• _REQUIRED WORK_
a: Rewrite the pandemic blog post between "Since our collective" and "our post-coronavirus lives?", inclusive, changing "sedentary" to "inactive".
b: Extend the blog post on pressing pause during the coronavirus pandemic, picking up from the point where it stops.

• _EXTRACT PROVIDED_

A church near us has an electronic marque. Today’s message, “Human kind. Be both.”

Pressing Pause

This blog was born out of a desire to step off the treadmill of life long enough to think about meaning and purpose in life.

Since our collective treadmill has been rendered inoperable by the coronavirus, we have an unprecedented opportunity to think more deeply about how to live.

But how do we do that when we’re like sedentary people trying to create exercise routines, how do we start being introspective and reflective, of thinking conceptually about what we want for ourselves, our neighbors, the world? How to reimagine our post-coronavirus lives?

One way is to rethink what’s most important. For example, many people are being more thankful for the non-materialistic joys in their lives, whether that’s a daily walk, deeper appreciation for nature, shared meals with family, or renewed conversations with lapsed friends. Similarly, many people are rethinking their consumer habits, realizing how little most material things adds to their lives. Many, of course, will have to spend less post-pandemic, others will choose to.

And yet, this isn’t such a golden opportunity to press pause or do much of anything for the 90.1% of people who are deeply worried about how they’ll meet their basic needs for food, shelter, clothing, and healthcare. Many, many people can’t get past the most basic of questions, “How will I/we meet our basic needs for food, shelter, clothing, medical care?”

As a member of the New American Aristocracy, I have the luxury of reinvigorating my inner life; meanwhile, hundreds of millions of poor, working class, and middle class people around the world wonder how they’ll feed, house, and cloth themselves without steady work that pays livable wages.

Gideon Litchfield, in an essay titled “Where not going back to normal,” points this out:

“As usual. . . the true cost will be borne by the poorest and weakest. People with less access to health care, or who live in more disease-prone areas, will now also be more frequently shut out of places and opportunities open to everyone else. Gig workers—from drivers to plumbers to freelance yoga instructors—will see their jobs become even more precarious. Immigrants, refugees, the undocumented, and ex-convicts will face yet another obstacle to gaining a foothold in society.”

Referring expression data
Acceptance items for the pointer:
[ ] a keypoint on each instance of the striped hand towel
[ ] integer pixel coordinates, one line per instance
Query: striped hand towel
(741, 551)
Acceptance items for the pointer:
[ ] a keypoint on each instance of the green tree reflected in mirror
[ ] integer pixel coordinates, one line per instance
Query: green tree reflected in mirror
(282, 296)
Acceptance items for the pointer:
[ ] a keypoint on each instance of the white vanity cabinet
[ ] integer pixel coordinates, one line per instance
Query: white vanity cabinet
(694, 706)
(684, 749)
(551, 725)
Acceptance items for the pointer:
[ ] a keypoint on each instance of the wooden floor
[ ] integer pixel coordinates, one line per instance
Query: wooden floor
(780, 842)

• _EXERCISE ANSWERS_
a:
Since our collective treadmill has been rendered inoperable by the coronavirus, we have an unprecedented opportunity to think more deeply about how to live.

But how do we do that when we’re like inactive people trying to create exercise routines, how do we start being introspective and reflective, of thinking conceptually about what we want for ourselves, our neighbors, the world? How to reimagine our post-coronavirus lives?

b:
He concludes:

“But as with all change, there will be some who lose more than most, and they will be the ones who have lost far too much already. The best we can hope for is that the depth of this crisis will finally force countries—the US, in particular—to fix the yawning social inequities that make large swaths of their populations so intensely vulnerable.”

The cynic in me thinks it’s more likely that heightened scarcity—especially of decent jobs—will cause people to be even more self-centered. The negative critiques of globalization add to my skepticism, if not cynicism. The worst case scenario is every person and every country for themselves in an increasingly cutthroat survival of the fittest competition. I hope I’m way off.

If the “New American” or “World Aristocracy” are smart, they’ll realize it’s in their own enlightened self-interest to think about how to assist and empower the “ones who have lost far too much already”. Ultimately, we will all sink or swim together.

In the end, it’s a question of time and perspective. Like any uber-lucky ten-percenter, at age 58, I can “circle my wagons” and save, invest, and spend with only my family and me in mind. I would live very comfortably, but my daughters’ children and their children would inherit an even less hospitable world.

Instead, I intend on taking the long view by focusing less on my comfort and more on the common good, or as stated in the humble blog’s byline, small steps toward thriving families, schools, and communities.